◆ Set task ◆
Treat the line containing "hillside in the picture above." as the first line and the final line of the material below as the last; reproduce that range exactly.

◆ Entries supplied ◆
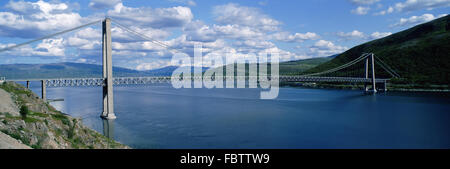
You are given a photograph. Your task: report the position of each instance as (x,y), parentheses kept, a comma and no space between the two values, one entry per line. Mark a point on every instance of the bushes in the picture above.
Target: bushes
(24,112)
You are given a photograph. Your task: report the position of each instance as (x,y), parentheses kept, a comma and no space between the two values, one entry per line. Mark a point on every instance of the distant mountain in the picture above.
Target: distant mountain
(167,71)
(295,67)
(290,67)
(60,70)
(74,70)
(421,55)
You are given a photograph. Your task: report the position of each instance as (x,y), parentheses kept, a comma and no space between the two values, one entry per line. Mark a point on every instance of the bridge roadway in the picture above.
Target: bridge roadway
(118,81)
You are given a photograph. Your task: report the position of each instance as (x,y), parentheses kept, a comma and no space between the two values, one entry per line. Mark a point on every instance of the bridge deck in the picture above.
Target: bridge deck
(67,82)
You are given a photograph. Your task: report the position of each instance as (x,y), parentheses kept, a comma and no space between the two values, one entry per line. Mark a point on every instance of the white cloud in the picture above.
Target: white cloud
(387,11)
(297,37)
(364,2)
(34,19)
(355,34)
(360,10)
(412,5)
(326,48)
(185,2)
(100,4)
(415,20)
(378,35)
(235,14)
(198,31)
(149,17)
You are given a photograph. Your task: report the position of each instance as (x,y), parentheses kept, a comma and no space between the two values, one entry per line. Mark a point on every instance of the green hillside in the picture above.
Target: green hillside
(290,67)
(421,55)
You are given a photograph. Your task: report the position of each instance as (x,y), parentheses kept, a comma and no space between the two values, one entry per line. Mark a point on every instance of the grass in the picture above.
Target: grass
(64,119)
(17,136)
(37,114)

◆ Result of this exercise ◆
You are given a photograph. Your task: report the position of each instance as (x,y), parentheses kept, a comma and no space between the two values, one entry per line. Mark a point on every instance of the green hillside in the picture above.
Target: green hillside
(290,67)
(421,55)
You are given a photograph. Your task: report the position of each instance as (x,y), parentheses kept, a comma and no space between the two values, one entry per line. Mark a point on every instance of the grass in the picture above.
Target: grass
(64,119)
(17,136)
(37,114)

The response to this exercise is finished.